## BRIEF
Reproduce the data below as a numbered list with blank lines omitted, beginning at the line that contains "Give the segmentation of every instance of the **fence" and ending after the line that contains "M 602 508 L".

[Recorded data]
--- --- ---
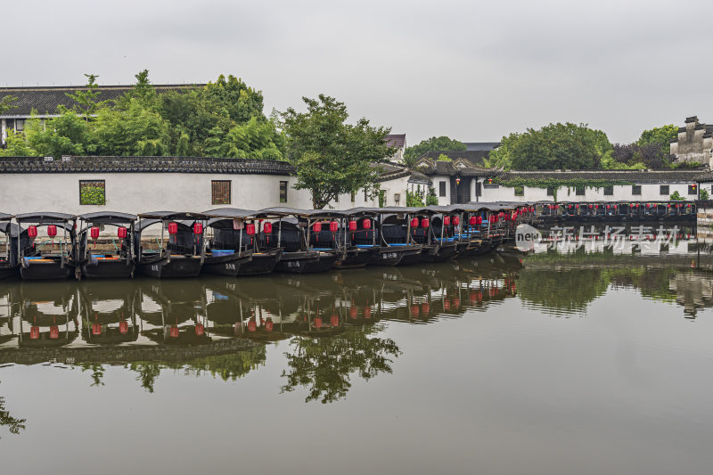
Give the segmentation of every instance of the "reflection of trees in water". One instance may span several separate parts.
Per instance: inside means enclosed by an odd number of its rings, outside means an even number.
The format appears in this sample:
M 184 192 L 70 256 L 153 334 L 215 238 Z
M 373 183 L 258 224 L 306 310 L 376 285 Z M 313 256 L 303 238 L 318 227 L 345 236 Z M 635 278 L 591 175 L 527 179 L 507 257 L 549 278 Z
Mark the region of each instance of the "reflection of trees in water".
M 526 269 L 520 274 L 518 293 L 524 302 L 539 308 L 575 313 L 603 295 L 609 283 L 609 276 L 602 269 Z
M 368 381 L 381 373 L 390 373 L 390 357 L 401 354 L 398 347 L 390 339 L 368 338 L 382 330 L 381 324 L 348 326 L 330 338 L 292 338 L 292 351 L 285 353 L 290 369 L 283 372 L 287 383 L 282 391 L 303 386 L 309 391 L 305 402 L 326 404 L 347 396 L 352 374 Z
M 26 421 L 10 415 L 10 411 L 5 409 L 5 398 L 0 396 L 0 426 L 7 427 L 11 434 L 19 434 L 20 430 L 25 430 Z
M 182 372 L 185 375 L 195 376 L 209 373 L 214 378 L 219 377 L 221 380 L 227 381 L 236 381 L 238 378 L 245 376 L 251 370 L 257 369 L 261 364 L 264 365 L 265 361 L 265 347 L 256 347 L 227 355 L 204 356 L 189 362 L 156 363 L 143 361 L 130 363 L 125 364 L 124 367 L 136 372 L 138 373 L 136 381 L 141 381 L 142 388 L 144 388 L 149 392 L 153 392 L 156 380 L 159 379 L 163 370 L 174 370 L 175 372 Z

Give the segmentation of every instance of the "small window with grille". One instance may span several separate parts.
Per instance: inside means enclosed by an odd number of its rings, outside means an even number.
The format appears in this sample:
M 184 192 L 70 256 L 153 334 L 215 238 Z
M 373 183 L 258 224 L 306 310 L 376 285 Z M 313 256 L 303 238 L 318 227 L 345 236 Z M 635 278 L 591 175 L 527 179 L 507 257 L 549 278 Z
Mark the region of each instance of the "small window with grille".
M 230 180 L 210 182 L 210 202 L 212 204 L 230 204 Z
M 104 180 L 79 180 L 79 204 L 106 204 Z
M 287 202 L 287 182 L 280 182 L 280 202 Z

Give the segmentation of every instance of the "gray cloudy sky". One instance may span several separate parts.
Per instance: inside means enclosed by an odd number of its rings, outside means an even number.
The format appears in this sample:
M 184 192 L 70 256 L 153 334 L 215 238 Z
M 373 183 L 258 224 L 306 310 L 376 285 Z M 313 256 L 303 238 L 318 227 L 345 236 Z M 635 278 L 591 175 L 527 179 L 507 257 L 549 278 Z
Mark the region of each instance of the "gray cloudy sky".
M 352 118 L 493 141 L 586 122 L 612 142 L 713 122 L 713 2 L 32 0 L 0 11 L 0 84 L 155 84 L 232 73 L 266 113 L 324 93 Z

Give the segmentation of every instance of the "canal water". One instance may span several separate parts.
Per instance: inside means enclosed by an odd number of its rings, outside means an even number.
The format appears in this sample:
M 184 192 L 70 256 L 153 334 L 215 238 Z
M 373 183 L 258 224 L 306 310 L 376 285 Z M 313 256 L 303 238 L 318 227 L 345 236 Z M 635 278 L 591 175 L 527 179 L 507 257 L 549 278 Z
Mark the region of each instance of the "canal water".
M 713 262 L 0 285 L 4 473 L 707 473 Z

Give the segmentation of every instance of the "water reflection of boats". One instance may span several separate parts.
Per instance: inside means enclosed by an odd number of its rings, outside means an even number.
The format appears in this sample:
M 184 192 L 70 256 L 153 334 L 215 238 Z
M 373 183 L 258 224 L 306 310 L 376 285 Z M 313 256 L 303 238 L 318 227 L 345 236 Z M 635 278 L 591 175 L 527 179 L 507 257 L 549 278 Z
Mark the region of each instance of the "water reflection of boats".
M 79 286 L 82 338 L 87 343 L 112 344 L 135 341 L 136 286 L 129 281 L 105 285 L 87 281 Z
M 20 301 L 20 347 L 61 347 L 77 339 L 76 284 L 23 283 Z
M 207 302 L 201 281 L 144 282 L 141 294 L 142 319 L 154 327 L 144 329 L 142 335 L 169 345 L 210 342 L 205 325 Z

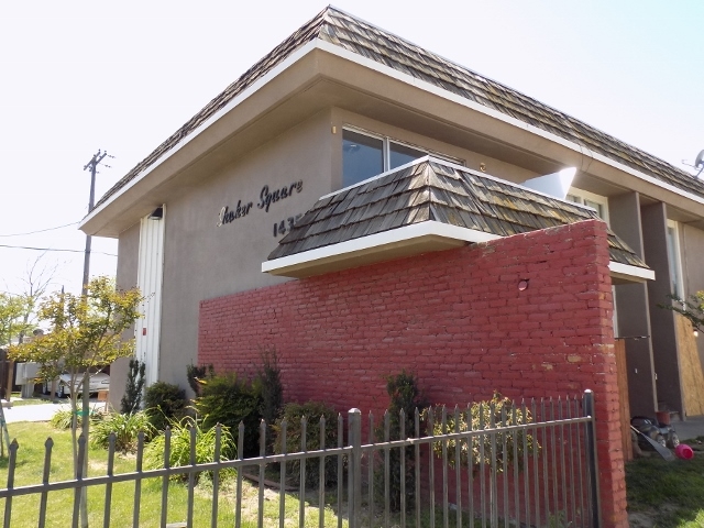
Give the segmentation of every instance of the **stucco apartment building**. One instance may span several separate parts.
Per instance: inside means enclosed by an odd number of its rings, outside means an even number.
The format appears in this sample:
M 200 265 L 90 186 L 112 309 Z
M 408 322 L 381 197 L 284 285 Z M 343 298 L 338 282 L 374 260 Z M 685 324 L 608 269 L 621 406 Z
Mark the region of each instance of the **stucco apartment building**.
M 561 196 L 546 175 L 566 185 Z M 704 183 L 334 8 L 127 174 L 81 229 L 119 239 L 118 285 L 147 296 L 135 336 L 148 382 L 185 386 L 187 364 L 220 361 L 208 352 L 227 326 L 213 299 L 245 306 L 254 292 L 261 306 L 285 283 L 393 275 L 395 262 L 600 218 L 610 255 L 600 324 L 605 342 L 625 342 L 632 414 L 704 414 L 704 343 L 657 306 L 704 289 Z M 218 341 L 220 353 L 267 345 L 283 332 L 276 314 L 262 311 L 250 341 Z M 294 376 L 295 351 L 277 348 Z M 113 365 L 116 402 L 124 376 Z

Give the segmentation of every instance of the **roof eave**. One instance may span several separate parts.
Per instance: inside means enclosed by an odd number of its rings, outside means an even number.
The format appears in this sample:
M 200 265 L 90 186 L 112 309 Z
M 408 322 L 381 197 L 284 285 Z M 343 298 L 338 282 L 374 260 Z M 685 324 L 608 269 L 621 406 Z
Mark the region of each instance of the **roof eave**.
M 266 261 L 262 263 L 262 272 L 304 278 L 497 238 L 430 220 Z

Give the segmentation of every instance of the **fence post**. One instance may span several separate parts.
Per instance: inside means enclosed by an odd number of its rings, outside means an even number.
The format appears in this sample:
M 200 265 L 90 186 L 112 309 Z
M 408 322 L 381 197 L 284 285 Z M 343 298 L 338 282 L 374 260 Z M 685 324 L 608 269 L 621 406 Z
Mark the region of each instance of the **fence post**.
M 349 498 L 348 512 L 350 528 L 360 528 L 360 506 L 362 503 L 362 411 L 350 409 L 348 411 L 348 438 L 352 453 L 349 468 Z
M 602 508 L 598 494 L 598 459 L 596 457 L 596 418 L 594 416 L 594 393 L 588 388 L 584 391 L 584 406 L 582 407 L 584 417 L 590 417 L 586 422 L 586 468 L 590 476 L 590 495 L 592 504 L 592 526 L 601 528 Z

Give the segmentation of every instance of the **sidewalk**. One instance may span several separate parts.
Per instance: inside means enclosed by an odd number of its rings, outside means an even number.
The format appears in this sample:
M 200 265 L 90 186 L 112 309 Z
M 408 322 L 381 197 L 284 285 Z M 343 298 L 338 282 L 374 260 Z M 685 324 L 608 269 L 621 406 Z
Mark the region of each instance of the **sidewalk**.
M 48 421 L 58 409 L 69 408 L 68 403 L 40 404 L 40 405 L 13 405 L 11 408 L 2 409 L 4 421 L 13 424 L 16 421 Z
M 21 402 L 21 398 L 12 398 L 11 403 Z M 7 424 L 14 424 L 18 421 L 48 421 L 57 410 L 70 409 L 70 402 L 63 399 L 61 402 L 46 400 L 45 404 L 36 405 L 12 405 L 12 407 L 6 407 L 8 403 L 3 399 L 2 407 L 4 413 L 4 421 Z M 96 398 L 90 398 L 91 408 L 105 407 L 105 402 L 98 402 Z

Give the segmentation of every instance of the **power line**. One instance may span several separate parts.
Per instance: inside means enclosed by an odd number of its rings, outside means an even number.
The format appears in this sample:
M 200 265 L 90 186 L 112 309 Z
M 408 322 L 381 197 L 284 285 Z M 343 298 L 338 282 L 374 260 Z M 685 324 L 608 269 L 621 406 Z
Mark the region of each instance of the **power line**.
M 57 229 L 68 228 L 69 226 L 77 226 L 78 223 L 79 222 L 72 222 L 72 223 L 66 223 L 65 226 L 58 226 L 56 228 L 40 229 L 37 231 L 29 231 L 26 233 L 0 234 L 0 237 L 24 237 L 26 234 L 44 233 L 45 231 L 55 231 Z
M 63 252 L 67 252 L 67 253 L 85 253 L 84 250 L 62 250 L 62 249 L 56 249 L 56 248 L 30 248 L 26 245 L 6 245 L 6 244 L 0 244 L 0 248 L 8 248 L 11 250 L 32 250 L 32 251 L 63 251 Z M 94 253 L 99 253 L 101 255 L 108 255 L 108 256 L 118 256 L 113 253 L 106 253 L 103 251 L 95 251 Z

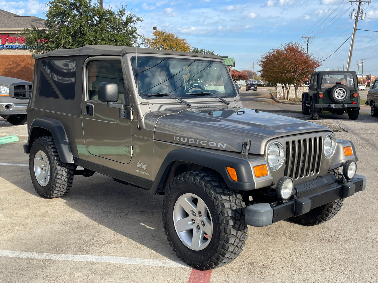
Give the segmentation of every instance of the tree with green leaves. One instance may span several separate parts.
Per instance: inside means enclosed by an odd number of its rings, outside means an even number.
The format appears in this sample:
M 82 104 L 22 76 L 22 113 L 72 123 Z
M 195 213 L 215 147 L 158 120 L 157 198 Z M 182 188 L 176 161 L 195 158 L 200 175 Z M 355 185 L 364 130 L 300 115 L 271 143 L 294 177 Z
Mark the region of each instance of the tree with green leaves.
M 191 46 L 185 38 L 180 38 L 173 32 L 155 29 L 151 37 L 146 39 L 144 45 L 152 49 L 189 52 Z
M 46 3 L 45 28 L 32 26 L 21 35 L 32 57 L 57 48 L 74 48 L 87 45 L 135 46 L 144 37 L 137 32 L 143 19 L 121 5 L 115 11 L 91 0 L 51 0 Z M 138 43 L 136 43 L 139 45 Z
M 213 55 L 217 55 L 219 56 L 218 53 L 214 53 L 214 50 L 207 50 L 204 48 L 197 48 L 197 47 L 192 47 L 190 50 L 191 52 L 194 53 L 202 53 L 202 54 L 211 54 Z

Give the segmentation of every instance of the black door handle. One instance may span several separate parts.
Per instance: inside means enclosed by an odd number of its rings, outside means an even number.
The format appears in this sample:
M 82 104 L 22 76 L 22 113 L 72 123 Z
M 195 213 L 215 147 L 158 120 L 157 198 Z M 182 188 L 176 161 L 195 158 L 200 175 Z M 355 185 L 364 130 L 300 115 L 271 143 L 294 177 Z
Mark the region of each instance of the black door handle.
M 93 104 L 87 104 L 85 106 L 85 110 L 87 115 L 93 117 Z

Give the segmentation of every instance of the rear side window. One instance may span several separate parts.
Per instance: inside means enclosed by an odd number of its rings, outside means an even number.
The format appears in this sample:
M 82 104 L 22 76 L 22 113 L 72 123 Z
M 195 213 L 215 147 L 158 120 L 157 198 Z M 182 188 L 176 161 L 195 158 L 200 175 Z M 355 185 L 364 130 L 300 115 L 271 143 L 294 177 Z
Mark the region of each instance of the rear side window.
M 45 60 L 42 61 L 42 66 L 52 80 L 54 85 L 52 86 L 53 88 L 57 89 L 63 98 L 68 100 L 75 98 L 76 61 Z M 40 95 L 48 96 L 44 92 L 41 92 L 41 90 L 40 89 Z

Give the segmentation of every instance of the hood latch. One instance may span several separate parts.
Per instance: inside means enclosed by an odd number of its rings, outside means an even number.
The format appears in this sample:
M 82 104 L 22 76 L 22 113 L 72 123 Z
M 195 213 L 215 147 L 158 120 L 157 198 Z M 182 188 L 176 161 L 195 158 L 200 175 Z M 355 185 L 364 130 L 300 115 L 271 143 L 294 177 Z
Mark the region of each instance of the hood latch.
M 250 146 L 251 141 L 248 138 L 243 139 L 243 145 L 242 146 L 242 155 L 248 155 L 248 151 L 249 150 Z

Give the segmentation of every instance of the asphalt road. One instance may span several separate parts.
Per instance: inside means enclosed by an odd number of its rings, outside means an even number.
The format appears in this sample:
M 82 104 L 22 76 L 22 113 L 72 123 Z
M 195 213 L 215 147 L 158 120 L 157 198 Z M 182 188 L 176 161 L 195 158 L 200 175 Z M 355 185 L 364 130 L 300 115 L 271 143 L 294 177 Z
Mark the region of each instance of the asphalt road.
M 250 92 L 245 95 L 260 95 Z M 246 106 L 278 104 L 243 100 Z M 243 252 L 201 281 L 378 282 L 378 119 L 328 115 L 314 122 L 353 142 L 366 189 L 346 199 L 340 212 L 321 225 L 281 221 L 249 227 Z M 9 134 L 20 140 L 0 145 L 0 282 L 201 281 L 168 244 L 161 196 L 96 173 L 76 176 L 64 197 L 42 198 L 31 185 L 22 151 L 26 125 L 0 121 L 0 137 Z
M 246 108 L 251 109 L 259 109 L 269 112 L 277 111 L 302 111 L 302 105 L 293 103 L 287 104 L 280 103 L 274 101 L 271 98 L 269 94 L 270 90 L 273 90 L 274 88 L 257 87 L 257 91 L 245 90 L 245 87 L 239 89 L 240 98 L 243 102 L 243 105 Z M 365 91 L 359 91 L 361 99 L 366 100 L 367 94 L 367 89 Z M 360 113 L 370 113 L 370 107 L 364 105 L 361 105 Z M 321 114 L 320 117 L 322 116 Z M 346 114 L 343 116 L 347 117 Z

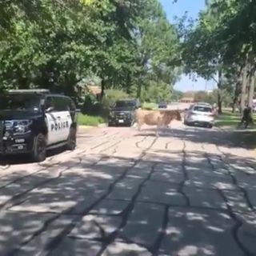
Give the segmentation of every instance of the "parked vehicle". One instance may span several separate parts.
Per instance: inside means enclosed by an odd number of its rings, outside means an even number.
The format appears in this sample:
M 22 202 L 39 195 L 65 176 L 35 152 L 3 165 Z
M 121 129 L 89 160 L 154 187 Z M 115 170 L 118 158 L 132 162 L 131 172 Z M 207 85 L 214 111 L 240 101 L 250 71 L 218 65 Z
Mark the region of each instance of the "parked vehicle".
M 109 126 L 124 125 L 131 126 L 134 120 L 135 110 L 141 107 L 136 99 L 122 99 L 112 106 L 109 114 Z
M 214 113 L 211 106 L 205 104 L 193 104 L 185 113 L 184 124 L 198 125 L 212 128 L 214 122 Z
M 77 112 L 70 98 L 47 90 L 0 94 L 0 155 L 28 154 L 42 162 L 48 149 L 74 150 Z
--- --- ---
## TASK ANSWER
1. Give the segmentation of every instance of the **fence post**. One instance may span several separate parts.
2. Per instance: inside means enclosed by an odd number of its rings, outside means an even number.
3. The format appears in this sample:
4. M 200 265 L 90 186 L 112 309 Z
5. M 408 322 L 381 197 L 284 285 Z M 343 298 L 338 282 L 374 260 Z M 685 324 L 608 269 L 621 406 Z
6. Mark the region of each instance of the **fence post**.
7. M 349 498 L 348 512 L 350 528 L 360 528 L 360 506 L 362 503 L 362 411 L 350 409 L 348 411 L 348 438 L 352 453 L 349 468 Z
8. M 602 508 L 598 494 L 598 459 L 596 457 L 596 418 L 594 416 L 594 393 L 588 388 L 584 391 L 584 406 L 582 407 L 584 417 L 590 417 L 586 422 L 586 468 L 590 476 L 590 495 L 592 504 L 592 526 L 601 528 Z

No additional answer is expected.